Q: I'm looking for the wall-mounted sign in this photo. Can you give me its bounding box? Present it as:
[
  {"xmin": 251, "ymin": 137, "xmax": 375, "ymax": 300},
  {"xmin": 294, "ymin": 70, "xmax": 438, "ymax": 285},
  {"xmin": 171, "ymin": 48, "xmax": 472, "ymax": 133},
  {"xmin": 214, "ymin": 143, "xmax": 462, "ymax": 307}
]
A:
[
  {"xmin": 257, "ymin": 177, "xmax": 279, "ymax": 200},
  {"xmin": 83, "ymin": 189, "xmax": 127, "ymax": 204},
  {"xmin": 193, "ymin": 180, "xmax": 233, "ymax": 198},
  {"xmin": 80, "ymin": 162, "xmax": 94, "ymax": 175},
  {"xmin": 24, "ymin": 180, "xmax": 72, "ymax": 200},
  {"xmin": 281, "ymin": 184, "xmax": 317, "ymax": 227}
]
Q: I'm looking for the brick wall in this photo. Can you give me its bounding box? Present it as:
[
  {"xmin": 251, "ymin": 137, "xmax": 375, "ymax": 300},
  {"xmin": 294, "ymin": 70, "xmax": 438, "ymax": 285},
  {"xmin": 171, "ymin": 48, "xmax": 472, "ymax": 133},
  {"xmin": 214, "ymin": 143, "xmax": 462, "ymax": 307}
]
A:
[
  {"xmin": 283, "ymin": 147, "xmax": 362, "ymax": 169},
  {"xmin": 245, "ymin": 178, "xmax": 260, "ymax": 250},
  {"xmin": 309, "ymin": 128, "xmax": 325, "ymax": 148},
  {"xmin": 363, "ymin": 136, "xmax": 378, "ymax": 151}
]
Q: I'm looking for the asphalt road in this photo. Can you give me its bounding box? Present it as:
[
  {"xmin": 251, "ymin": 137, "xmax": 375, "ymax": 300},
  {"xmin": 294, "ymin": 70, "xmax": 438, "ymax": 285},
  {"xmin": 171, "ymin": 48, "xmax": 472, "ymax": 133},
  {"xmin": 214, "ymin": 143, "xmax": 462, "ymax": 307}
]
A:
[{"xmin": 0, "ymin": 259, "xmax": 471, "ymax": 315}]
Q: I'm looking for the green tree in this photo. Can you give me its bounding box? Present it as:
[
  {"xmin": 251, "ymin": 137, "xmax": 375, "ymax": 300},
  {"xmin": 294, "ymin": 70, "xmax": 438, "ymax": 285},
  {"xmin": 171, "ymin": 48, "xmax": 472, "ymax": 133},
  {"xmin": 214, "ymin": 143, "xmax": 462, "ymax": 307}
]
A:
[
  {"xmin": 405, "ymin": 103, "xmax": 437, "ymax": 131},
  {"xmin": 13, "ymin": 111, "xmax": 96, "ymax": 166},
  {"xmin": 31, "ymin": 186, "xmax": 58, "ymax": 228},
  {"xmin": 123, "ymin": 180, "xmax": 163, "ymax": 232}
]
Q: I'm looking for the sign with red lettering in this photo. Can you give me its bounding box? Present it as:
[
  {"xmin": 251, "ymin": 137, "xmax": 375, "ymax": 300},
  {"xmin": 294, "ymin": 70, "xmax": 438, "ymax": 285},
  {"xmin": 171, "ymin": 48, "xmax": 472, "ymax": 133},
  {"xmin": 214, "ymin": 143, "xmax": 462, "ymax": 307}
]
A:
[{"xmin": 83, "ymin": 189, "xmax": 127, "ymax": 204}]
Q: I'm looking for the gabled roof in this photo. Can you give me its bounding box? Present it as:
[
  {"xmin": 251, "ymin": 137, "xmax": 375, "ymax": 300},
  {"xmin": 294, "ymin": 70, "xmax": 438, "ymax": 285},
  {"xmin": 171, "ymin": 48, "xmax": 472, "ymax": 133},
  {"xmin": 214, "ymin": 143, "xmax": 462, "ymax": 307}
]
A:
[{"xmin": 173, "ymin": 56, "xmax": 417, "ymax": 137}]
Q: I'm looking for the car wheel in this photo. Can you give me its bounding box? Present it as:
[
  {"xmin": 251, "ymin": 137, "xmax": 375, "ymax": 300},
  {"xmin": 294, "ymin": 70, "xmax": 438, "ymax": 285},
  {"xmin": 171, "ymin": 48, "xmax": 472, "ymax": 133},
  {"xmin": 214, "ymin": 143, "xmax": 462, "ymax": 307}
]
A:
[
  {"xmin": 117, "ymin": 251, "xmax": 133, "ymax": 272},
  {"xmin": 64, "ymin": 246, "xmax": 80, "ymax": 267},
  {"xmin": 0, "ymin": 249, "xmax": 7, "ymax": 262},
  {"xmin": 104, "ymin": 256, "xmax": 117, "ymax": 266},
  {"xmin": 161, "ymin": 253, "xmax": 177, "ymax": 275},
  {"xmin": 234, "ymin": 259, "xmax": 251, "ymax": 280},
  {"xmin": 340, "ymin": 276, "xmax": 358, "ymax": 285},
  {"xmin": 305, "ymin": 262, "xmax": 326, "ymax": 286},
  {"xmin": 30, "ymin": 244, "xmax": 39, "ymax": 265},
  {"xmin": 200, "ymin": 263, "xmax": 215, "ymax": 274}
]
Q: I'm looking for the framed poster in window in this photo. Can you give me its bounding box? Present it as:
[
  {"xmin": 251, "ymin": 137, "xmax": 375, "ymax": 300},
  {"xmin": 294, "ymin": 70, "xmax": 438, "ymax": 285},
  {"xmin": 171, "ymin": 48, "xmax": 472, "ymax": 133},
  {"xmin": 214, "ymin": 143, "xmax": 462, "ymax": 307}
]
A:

+ + + + +

Problem statement:
Go through the data above and repeat all of it exactly.

Answer box:
Q: I'm looking for the wall-mounted sign in this photo. Can you give me its bounding box? Present it as:
[
  {"xmin": 251, "ymin": 137, "xmax": 375, "ymax": 300},
  {"xmin": 294, "ymin": 70, "xmax": 438, "ymax": 285},
  {"xmin": 171, "ymin": 48, "xmax": 472, "ymax": 133},
  {"xmin": 214, "ymin": 143, "xmax": 462, "ymax": 307}
]
A:
[
  {"xmin": 257, "ymin": 177, "xmax": 279, "ymax": 200},
  {"xmin": 83, "ymin": 189, "xmax": 127, "ymax": 204},
  {"xmin": 193, "ymin": 180, "xmax": 233, "ymax": 198},
  {"xmin": 80, "ymin": 162, "xmax": 94, "ymax": 175},
  {"xmin": 24, "ymin": 180, "xmax": 72, "ymax": 200},
  {"xmin": 281, "ymin": 184, "xmax": 317, "ymax": 227}
]
Q: I'm looking for the brick wall in this photo. Can you give me its bounding box? Present it as:
[
  {"xmin": 251, "ymin": 137, "xmax": 375, "ymax": 300},
  {"xmin": 294, "ymin": 70, "xmax": 438, "ymax": 285},
  {"xmin": 171, "ymin": 48, "xmax": 472, "ymax": 133},
  {"xmin": 214, "ymin": 143, "xmax": 462, "ymax": 307}
]
A:
[
  {"xmin": 283, "ymin": 147, "xmax": 362, "ymax": 169},
  {"xmin": 245, "ymin": 178, "xmax": 260, "ymax": 250},
  {"xmin": 309, "ymin": 128, "xmax": 325, "ymax": 148},
  {"xmin": 363, "ymin": 136, "xmax": 378, "ymax": 151}
]
Q: I'm looking for the asphalt road in this photo. Can you give me its bounding box? Present it as:
[
  {"xmin": 251, "ymin": 137, "xmax": 375, "ymax": 300},
  {"xmin": 294, "ymin": 70, "xmax": 438, "ymax": 285},
  {"xmin": 171, "ymin": 48, "xmax": 472, "ymax": 133},
  {"xmin": 214, "ymin": 143, "xmax": 462, "ymax": 307}
]
A:
[{"xmin": 0, "ymin": 259, "xmax": 471, "ymax": 315}]
Q: I'm looking for the green tree in this photo. Can you give me its bounding box? Present it as:
[
  {"xmin": 251, "ymin": 137, "xmax": 375, "ymax": 300},
  {"xmin": 294, "ymin": 70, "xmax": 438, "ymax": 285},
  {"xmin": 171, "ymin": 48, "xmax": 472, "ymax": 133},
  {"xmin": 214, "ymin": 143, "xmax": 462, "ymax": 307}
]
A:
[
  {"xmin": 405, "ymin": 103, "xmax": 437, "ymax": 131},
  {"xmin": 13, "ymin": 111, "xmax": 96, "ymax": 166},
  {"xmin": 31, "ymin": 186, "xmax": 58, "ymax": 228},
  {"xmin": 123, "ymin": 180, "xmax": 163, "ymax": 232}
]
Q: I'm looking for the sign with red lettering in this photo. Can you give me its bounding box? Present it as:
[
  {"xmin": 251, "ymin": 137, "xmax": 375, "ymax": 300},
  {"xmin": 294, "ymin": 70, "xmax": 438, "ymax": 285},
  {"xmin": 171, "ymin": 48, "xmax": 472, "ymax": 133},
  {"xmin": 214, "ymin": 143, "xmax": 462, "ymax": 307}
]
A:
[{"xmin": 83, "ymin": 189, "xmax": 127, "ymax": 204}]
Q: I'm looking for the gabled roof in this photo. Can you give me its bounding box? Present it as:
[
  {"xmin": 251, "ymin": 137, "xmax": 375, "ymax": 300},
  {"xmin": 294, "ymin": 70, "xmax": 438, "ymax": 285},
  {"xmin": 171, "ymin": 48, "xmax": 472, "ymax": 133},
  {"xmin": 214, "ymin": 143, "xmax": 462, "ymax": 307}
]
A:
[{"xmin": 173, "ymin": 56, "xmax": 417, "ymax": 137}]
Q: I'm looking for the car wheel in this photo. Can you give me its bounding box? Present it as:
[
  {"xmin": 251, "ymin": 137, "xmax": 375, "ymax": 300},
  {"xmin": 294, "ymin": 70, "xmax": 438, "ymax": 285},
  {"xmin": 171, "ymin": 48, "xmax": 472, "ymax": 133},
  {"xmin": 214, "ymin": 143, "xmax": 462, "ymax": 307}
]
A:
[
  {"xmin": 117, "ymin": 251, "xmax": 133, "ymax": 272},
  {"xmin": 64, "ymin": 246, "xmax": 80, "ymax": 267},
  {"xmin": 0, "ymin": 249, "xmax": 7, "ymax": 262},
  {"xmin": 104, "ymin": 256, "xmax": 117, "ymax": 266},
  {"xmin": 161, "ymin": 253, "xmax": 177, "ymax": 275},
  {"xmin": 234, "ymin": 259, "xmax": 251, "ymax": 280},
  {"xmin": 340, "ymin": 276, "xmax": 358, "ymax": 285},
  {"xmin": 305, "ymin": 262, "xmax": 326, "ymax": 286},
  {"xmin": 30, "ymin": 244, "xmax": 39, "ymax": 265},
  {"xmin": 200, "ymin": 263, "xmax": 215, "ymax": 274}
]
Q: I'm looking for the framed poster in window in this photo. Can you give me its bounding box? Present it as:
[
  {"xmin": 251, "ymin": 137, "xmax": 375, "ymax": 300},
  {"xmin": 294, "ymin": 70, "xmax": 438, "ymax": 285},
  {"xmin": 171, "ymin": 48, "xmax": 472, "ymax": 133},
  {"xmin": 214, "ymin": 143, "xmax": 462, "ymax": 307}
]
A:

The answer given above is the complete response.